◆ TEXTE FOURNI
**********
Les versements ou autres avantages patrimoniaux auraient été dissimulés « dans des flux financiers liés à des prises en charge de frais de conférences, et payés à différents intermédiaires ». Plusieurs documents et objets ont été saisis pour être analysés.

Le juge belge en charge de l’enquête a fait poser des scellés dans plusieurs bureaux du Parlement à Bruxelles et Strasbourg, en particulier dans ceux attribués à deux assistants parlementaires considérés comme suspects, a indiqué le parquet fédéral. Le Parlement européen a annoncé le 14 mars interdire temporairement l’accès à ses bâtiments de Bruxelles et Strasbourg à tous les lobbyistes et représentants du groupe chinois Huawei.

Aucun eurodéputé n’a été interpellé dans l’opération de police menée au moment où le Parlement était réuni en plénière à Strasbourg. Mais plusieurs élus seraient dans le collimateur des enquêteurs.

Une affaire qui fait écho au Qatargate

C’est la deuxième fois en moins de trois ans que le Parlement européen est éclaboussé par un scandale de corruption venant d’un pays étranger.

Dans le Qatargate, la justice belge enquête depuis 2022 sur des faits impliquant plusieurs ex-eurodéputés socialistes soupçonnés d’avoir été corrompus par deux puissances étrangères, le Qatar et le Maroc. Les deux pays, qui sont soupçonnés d’avoir fait des cadeaux ou versements en liquide afin de lisser leur image en matière de droits humains, ont toujours fermement nié.

« Depuis trop longtemps, les députés européens adoptent une approche insouciante de l’éthique et continuent de vivre dans une culture d’impunité », a réagi l’organisation Transparency international, jugeant ces nouvelles révélations sur Huawei « aussi graves » que celles du Qatargate.

Un autre scandale avait ébranlé le Parlement en janvier, quand l’ancien commissaire néerlandais Frans Timmermans avait organisé un système de financements d’ONG écologistes pour influencer les eurodéputés et les États membres en faveur du Pacte vert. Des signalements ont été déposés au Parquet national financier français et au Parquet européen, ainsi qu’à l’Office européen de lutte antifraude.

Huawei déjà soupçonné d’atteinte à la probité en France

En février 2024, les bureaux du géant chinois des télécoms Huawei ont été perquisitionnés à Boulogne-Billancourt dans les Hauts-de-Seine, dans une procédure portant sur des soupçons d’atteintes à la probité. L’enquête préliminaire a été menée par les magistrats du Parquet national financier (PNF).

Jean-Louis Borloo, ancien ministre de Jacques Chirac et Nicolas Sarkozy, est à l’origine d’une enquête judiciaire visant Huawei pour trafic d’influence, abus de biens sociaux et recel. Avant que l’affaire n’éclate, il avait été remplacé par l’ancien député et ministre PS Jean-Marie Le Guen au conseil d’administration de la filiale française. L’autre affaire d’atteinte à la probité visait une ex-élue locale, soupçonnée d’avoir perçu de l’argent du groupe chinois, pour permettre l’ouverture d’une usine Huawei en Alsace, d’ici à 2026.
**********
◆ DONNÉES À TRAITER
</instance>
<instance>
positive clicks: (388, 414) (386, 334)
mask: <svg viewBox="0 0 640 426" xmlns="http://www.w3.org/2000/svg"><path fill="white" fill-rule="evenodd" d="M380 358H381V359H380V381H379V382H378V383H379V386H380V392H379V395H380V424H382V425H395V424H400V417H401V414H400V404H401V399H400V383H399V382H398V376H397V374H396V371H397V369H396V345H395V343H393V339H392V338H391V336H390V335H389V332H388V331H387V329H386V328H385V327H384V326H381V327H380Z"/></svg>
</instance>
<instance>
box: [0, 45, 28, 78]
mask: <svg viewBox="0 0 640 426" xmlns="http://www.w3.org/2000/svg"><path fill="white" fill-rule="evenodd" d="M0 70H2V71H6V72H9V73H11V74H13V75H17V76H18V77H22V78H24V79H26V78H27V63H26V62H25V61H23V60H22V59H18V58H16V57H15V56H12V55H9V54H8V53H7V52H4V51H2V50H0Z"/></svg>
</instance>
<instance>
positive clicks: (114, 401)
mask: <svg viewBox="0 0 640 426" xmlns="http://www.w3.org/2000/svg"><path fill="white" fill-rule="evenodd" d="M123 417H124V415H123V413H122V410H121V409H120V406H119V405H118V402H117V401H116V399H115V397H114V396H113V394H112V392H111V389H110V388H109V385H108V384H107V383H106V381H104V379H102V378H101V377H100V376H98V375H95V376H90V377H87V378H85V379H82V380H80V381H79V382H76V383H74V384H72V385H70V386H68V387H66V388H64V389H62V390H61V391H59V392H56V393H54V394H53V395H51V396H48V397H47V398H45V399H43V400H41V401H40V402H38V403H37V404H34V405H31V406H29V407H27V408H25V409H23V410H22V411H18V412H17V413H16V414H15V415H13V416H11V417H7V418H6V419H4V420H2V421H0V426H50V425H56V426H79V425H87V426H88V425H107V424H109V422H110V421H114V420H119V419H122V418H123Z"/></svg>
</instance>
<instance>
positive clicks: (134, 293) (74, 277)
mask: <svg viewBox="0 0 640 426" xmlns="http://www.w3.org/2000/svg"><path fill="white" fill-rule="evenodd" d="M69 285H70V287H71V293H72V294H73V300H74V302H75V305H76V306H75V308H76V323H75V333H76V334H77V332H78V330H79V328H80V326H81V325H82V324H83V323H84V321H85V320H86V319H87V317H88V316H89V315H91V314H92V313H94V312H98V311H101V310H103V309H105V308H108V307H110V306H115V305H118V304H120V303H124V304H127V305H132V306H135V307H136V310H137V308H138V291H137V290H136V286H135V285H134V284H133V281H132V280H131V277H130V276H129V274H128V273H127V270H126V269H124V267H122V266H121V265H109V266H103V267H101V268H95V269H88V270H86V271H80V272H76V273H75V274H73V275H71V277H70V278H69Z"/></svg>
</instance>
**********
◆ TRAVAIL DEMANDÉ
1. Modifiez les entrées en remplaçant « positive clicks » par « clics positifs ». Recopiez-les depuis leur début jusqu'à la ligne contenant « positive clicks: (388, 414) (386, 334) » incluse, sans rien changer d'autre.
2. Rédigez la suite du texte sur l'affaire Huawei au Parlement européen, en reprenant après sa dernière phrase.
Le texte et les entrées constituent deux matériaux distincts.

◆ RÉPONSES PAR CONSIGNE
1.
</instance>
<instance>
clics positifs: (388, 414) (386, 334)

2.
La première usine Huawei hors de Chine doit être implantée en France en 2026

Le géant des télécoms chinois, qui prévoit l’ouverture d’une usine Huawei à Brumath en Alsace, d’ici à 2026 – sa première hors de Chine -, y débutera sa production d’équipements pour réseaux mobiles, notamment 5G, déclarait en décembre 2023 le directeur général adjoint de sa branche française.

La filiale du groupe chinois espère s’implanter grâce à cela en Europe et y commercialiser ses technologies en contournant les interdictions. Pourtant de nombreux pays dans le monde entier ont banni de leurs infrastructures l’équipementier chinois, lié au régime chinois, en raison des risques touchant à la sécurité nationale.

La loi dite « anti-Huawei » de 2019 visait à prémunir les réseaux français de « risques d’espionnage, de piratage et de sabotage » permis par la 5G chinoise, obligeant les opérateurs français, Bouygues Télécom et SFR à démonter toutes les antennes de Huawei d’ici à 2028. Mais la France a ensuite autorisé en catimini la prolongation de la 5G de Huawei jusqu’en 2031. L’entreprise revendique à présent une part de 20 % du marché français des infrastructures télécoms.

Alors que son implantation se finalise à Brumath, l’Allemagne envisage d’interdire les pièces fabriquées par Huawei et par ZTE, autre constructeur chinois, dans ses réseaux 5G à partir de 2026. La Commission européenne a appelé également les 27 pays membres et les opérateurs télécoms à exclure de leurs réseaux mobiles ces deux fournisseurs qu’elle juge à risque pour la sécurité de l’Union européenne. La Suède, le Danemark, l’Estonie, la Lituanie, la Lettonie, ou encore le Royaume-Uni ont ainsi déjà banni Huawei de leur réseau 5G. C’est également le cas de l’Australie, du Canada, de la Nouvelle‑Zélande, et des États‑Unis.

« Huawei n’est pas une entreprise indépendante » car derrière, « il y a le régime du Parti communiste chinois », déclarait Brigitte Guiraud, présidente de l’Association Initiative Citoyenne, lors d’un rassemblement le 18 mars 2021 à Brumath, pour dénoncer la répression par Pékin des Ouïghours, des Tibétains, des Mongols et du Falun Gong.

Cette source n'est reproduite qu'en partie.